[ENTRIES SUPPLIED]

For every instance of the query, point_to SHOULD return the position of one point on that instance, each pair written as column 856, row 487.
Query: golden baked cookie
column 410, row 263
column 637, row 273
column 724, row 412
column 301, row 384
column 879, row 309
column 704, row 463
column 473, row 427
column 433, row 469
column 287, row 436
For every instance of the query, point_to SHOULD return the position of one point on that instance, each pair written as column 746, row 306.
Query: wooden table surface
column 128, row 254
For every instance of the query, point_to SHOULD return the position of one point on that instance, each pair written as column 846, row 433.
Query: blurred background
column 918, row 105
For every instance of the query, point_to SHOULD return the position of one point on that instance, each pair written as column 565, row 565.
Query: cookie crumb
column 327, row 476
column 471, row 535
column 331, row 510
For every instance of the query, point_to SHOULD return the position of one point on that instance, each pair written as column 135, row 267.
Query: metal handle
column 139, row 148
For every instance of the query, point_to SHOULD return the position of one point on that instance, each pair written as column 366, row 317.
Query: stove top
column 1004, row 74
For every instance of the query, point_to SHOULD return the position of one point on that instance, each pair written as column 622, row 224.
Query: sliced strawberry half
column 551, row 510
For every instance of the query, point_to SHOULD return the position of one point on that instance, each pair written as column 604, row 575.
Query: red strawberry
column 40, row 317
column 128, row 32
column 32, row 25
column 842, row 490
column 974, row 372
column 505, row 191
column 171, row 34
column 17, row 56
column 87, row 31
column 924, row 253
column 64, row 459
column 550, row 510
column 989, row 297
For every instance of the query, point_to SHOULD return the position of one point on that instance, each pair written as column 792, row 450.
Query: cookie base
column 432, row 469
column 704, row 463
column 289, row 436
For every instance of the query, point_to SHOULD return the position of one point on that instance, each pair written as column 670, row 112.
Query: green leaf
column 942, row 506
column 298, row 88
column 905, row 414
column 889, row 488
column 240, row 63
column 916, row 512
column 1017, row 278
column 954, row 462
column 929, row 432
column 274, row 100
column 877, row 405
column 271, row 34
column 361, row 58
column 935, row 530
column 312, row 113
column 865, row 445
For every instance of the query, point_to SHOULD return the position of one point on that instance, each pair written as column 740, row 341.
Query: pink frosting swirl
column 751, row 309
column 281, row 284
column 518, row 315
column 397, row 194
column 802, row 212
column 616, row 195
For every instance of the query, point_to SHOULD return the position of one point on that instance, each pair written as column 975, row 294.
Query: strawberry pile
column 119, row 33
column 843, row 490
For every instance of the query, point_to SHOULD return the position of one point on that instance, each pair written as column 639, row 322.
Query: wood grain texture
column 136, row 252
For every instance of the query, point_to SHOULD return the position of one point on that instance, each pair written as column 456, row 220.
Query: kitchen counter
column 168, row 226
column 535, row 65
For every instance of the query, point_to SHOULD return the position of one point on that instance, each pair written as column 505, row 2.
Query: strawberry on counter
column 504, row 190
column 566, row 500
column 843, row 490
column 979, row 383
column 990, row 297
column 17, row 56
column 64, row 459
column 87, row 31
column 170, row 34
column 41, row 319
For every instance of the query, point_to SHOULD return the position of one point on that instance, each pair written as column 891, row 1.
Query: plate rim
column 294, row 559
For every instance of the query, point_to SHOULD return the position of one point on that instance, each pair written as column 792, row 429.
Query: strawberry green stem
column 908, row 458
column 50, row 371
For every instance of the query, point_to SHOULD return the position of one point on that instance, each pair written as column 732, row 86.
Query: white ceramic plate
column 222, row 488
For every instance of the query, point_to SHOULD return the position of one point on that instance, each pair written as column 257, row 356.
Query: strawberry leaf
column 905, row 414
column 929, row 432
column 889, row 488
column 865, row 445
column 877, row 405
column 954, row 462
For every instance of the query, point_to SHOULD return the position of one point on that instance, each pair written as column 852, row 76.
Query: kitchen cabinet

[/ENTRIES SUPPLIED]

#### REQUIREMENT
Exactly and only the lines from the line containing "Query: plate rim" through the last line of the entries should be copied, both ends included.

#### RESULT OF THIS TASK
Query: plate rim
column 294, row 559
For every instance of the query, point_to SHOULD return the position of one point on that instance, each pair written as column 792, row 429.
Query: strawberry green stem
column 908, row 458
column 50, row 371
For every instance of the query, point_to SHOULD return the position of one point on that instance, each pair written as column 732, row 86.
Query: white ceramic plate
column 222, row 488
For every instance of the query, point_to SHOULD return the position of one point on that instance, each pair written as column 257, row 356.
Query: strawberry leaf
column 905, row 414
column 929, row 432
column 889, row 488
column 865, row 445
column 877, row 405
column 954, row 462
For every instance of the query, point_to SHOULD return the position of one point on that instance, each pair written as column 852, row 76.
Query: kitchen cabinet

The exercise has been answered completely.